Task to complete
Word for word, copy all the data and drop the pictures.

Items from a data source
- - - - -

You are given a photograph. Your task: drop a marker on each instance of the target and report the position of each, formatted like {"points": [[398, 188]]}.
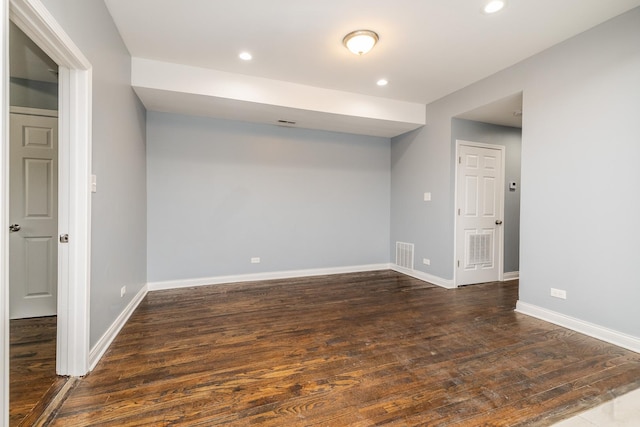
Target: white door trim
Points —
{"points": [[33, 111], [75, 84], [4, 215], [502, 149]]}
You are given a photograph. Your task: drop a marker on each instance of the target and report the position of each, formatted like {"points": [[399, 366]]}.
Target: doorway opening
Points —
{"points": [[33, 232], [74, 208], [499, 124]]}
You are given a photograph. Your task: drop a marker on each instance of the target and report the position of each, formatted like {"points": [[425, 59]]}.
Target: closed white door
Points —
{"points": [[480, 195], [33, 208]]}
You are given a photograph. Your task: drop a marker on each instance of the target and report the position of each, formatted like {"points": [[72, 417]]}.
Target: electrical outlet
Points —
{"points": [[559, 293]]}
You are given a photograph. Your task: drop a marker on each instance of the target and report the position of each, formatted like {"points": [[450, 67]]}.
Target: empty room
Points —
{"points": [[320, 213]]}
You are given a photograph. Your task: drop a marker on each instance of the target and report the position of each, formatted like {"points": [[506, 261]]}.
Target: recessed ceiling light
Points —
{"points": [[494, 6]]}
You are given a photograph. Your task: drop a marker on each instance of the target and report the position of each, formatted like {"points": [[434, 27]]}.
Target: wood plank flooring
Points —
{"points": [[360, 349], [33, 379]]}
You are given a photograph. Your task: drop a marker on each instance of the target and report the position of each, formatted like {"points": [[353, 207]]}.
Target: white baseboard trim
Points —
{"points": [[219, 280], [511, 275], [425, 277], [595, 331], [107, 338]]}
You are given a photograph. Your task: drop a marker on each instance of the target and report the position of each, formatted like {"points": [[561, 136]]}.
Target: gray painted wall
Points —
{"points": [[33, 94], [511, 139], [580, 177], [118, 233], [221, 192]]}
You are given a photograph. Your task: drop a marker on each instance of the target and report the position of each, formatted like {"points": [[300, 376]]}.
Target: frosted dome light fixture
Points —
{"points": [[360, 41]]}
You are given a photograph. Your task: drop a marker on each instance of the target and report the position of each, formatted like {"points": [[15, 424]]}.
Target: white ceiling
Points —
{"points": [[427, 48], [27, 60]]}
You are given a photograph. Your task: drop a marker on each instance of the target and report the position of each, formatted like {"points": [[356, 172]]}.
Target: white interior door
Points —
{"points": [[33, 209], [480, 210]]}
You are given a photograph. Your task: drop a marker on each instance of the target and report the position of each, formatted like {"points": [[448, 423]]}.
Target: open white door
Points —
{"points": [[33, 240], [479, 212]]}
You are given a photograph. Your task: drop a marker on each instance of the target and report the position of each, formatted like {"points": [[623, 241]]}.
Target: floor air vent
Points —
{"points": [[404, 255], [480, 249]]}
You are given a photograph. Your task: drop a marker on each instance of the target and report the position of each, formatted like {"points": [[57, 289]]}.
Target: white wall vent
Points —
{"points": [[404, 255], [480, 248]]}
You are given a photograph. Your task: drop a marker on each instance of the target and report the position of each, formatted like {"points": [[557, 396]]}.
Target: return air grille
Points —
{"points": [[480, 249], [404, 255]]}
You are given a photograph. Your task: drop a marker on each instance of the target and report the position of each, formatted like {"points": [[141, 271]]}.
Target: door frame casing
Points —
{"points": [[502, 149], [75, 97]]}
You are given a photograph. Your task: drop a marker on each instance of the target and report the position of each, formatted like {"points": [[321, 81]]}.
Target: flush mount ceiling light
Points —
{"points": [[360, 41], [494, 6]]}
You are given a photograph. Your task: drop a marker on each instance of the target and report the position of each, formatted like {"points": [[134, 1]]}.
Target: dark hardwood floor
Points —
{"points": [[32, 368], [346, 350]]}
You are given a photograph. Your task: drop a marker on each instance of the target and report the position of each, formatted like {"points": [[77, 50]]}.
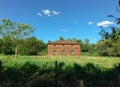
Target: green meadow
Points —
{"points": [[102, 62]]}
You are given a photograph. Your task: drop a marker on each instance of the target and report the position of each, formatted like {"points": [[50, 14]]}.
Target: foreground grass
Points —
{"points": [[102, 62], [94, 71]]}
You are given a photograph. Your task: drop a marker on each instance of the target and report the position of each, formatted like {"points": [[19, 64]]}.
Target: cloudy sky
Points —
{"points": [[67, 18]]}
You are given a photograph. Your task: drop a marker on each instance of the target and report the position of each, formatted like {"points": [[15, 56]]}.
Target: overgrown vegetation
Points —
{"points": [[92, 71]]}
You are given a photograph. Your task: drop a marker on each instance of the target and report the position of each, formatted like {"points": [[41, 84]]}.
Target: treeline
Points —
{"points": [[27, 46], [14, 40]]}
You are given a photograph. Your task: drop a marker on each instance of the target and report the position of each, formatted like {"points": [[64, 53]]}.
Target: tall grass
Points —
{"points": [[103, 62]]}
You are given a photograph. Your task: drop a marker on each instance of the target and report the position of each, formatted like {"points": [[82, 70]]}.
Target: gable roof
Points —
{"points": [[62, 42]]}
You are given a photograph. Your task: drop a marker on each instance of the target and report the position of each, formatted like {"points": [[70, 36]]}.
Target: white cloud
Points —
{"points": [[104, 23], [55, 12], [75, 22], [47, 12], [65, 30], [39, 14], [90, 23]]}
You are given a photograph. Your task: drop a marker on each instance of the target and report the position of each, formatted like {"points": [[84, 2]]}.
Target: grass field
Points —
{"points": [[95, 71], [103, 62]]}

- - - - -

Full answer
You are given a photograph. Your task: drop a marker on each instance of the target and report the position of each, formatted like {"points": [[398, 188]]}.
Target: white door trim
Points —
{"points": [[33, 111], [75, 84], [4, 215], [502, 149]]}
You are given a photograph. Your task: drop a marker on each instance of the target and report the position of each, formatted like {"points": [[399, 366]]}.
Target: doorway opening
Points —
{"points": [[33, 232], [74, 208], [499, 124]]}
You are given a photograph. Your task: drop a marker on each instance of the target and report the position of each, formatted like {"points": [[425, 59]]}.
Target: closed white door
Points —
{"points": [[480, 195], [33, 208]]}
You are given a photograph. Your task: drop a marker on each instance of the target and report the position of each, formatted like {"points": [[72, 417]]}.
Target: electrical outlet
Points —
{"points": [[559, 293]]}
You are given a photograph. Your task: drop a marker on each instance of the target and report the position of each, formatted like {"points": [[450, 67]]}.
Target: empty room
Points —
{"points": [[320, 213]]}
You are given a photograph. Your task: drop a marker on each instance of the target and report the position of each, formatted like {"points": [[506, 261]]}.
Target: recessed ceiling light
Points —
{"points": [[494, 6]]}
You are given a photograph. Your task: drop a marker on each instance of the target and report the position of each, formatted like {"points": [[434, 27]]}.
Target: wood plank flooring
Points —
{"points": [[360, 349], [33, 379]]}
You are given a photograph. Your task: drop a marker on each instance of the target and report the position of each, formatted like {"points": [[353, 207]]}.
Target: white baseboard trim
Points —
{"points": [[219, 280], [511, 275], [425, 277], [595, 331], [107, 338]]}
You are given a photograph. Your task: drop a marker on each instance of the target and report the position of each, formatted like {"points": [[561, 136]]}.
Target: gray painted wall
Points —
{"points": [[33, 94], [511, 139], [580, 177], [118, 233], [221, 192]]}
You are given a photograph. Your task: drop a marker on each instance of the target and report the position of each, formatted like {"points": [[300, 376]]}.
Target: frosted dome light fixture
Points —
{"points": [[360, 41]]}
You are given a photograph. Your task: drop a marker on each instance of the target and report the position of each, formatted like {"points": [[15, 424]]}.
Target: white ceiling
Points —
{"points": [[427, 48], [27, 60]]}
You are given a photograph. Your task: drop a marker on each instance of the target and report the position of each, formatted like {"points": [[356, 172]]}.
Target: white interior door
Points —
{"points": [[33, 209], [480, 210]]}
You are given a photograph. Your task: drop a marker on each instance of the target and report the position of each, formatted like {"points": [[448, 423]]}.
Target: open white door
Points —
{"points": [[33, 240], [479, 212]]}
You are given a photograph. Your task: drop a marker on each instance of the target and report the position of each, formatted like {"points": [[623, 241]]}.
Target: floor air vent
Points —
{"points": [[404, 255], [480, 249]]}
You are given a photograph. Your task: drop a marker on each instance of the target and report the position of each, formatted like {"points": [[57, 289]]}.
Target: white wall vent
Points —
{"points": [[404, 255], [480, 248]]}
You are given a photograph. Your task: drop a marker on each instance of the target and report the position of each, formatted like {"points": [[557, 396]]}.
Target: return air grille
Points —
{"points": [[480, 249], [404, 255]]}
You are given a photograph. Your task: drop a marker on each instance of the target and report the position of each, formatted like {"points": [[141, 271]]}.
Target: door frame casing
Points —
{"points": [[502, 149], [75, 97]]}
You are given a photograph. Your task: drop a marker on each instance of the target and report the position of each, formatted like {"points": [[321, 81]]}.
Target: flush mount ceiling light
Points —
{"points": [[360, 41], [494, 6]]}
You are given a photograph. Your task: drop a marker on each instance of the target and report the position of each, formatted like {"points": [[134, 1]]}.
Target: dark hardwood floor
Points —
{"points": [[32, 368], [346, 350]]}
You are given a photograph. Your task: drop a marker on each instance of the target and report the position of each, formatted like {"points": [[77, 50]]}.
Target: green meadow
Points —
{"points": [[102, 62]]}
You are given a photograph. Your task: drop a marker on each instance of the target and report the position of each, formatted like {"points": [[50, 14]]}.
Target: foreground grass
Points —
{"points": [[102, 62], [94, 71]]}
You are given a photograph. Your task: drop a marker on each instance of the target and report the position of each, formatted like {"points": [[19, 64]]}.
Target: cloudy sky
Points —
{"points": [[67, 18]]}
You are given a photograph. Your task: drop a marker on each instance of the target and report the position of each, formatted like {"points": [[15, 56]]}.
Target: overgrown vegetation
Points —
{"points": [[92, 71]]}
You are given a photograph. Your task: drop a marker on each instance of the target and report the position of each, formatted like {"points": [[41, 84]]}.
Target: treeline
Points —
{"points": [[27, 46], [14, 40]]}
You are given a photograph. Your task: drop a marker on each instance of the target and report the position of each, formatted like {"points": [[64, 53]]}.
Target: tall grass
Points —
{"points": [[103, 62]]}
You are given a photograph. Your task: drop a marker on each instance of the target and report the position of each, formatted like {"points": [[82, 70]]}.
Target: gable roof
Points —
{"points": [[62, 42]]}
You are given a photograph. Your task: drop a marker on each instance of the target and report the position of each, formatted like {"points": [[70, 36]]}.
Target: white cloud
Points —
{"points": [[104, 23], [55, 12], [75, 22], [47, 12], [65, 30], [39, 14], [90, 23]]}
You are given a photograph. Your task: drop a marker on each instance of the target and report the position of each, formatted like {"points": [[84, 2]]}.
Target: grass field
Points —
{"points": [[95, 71], [103, 62]]}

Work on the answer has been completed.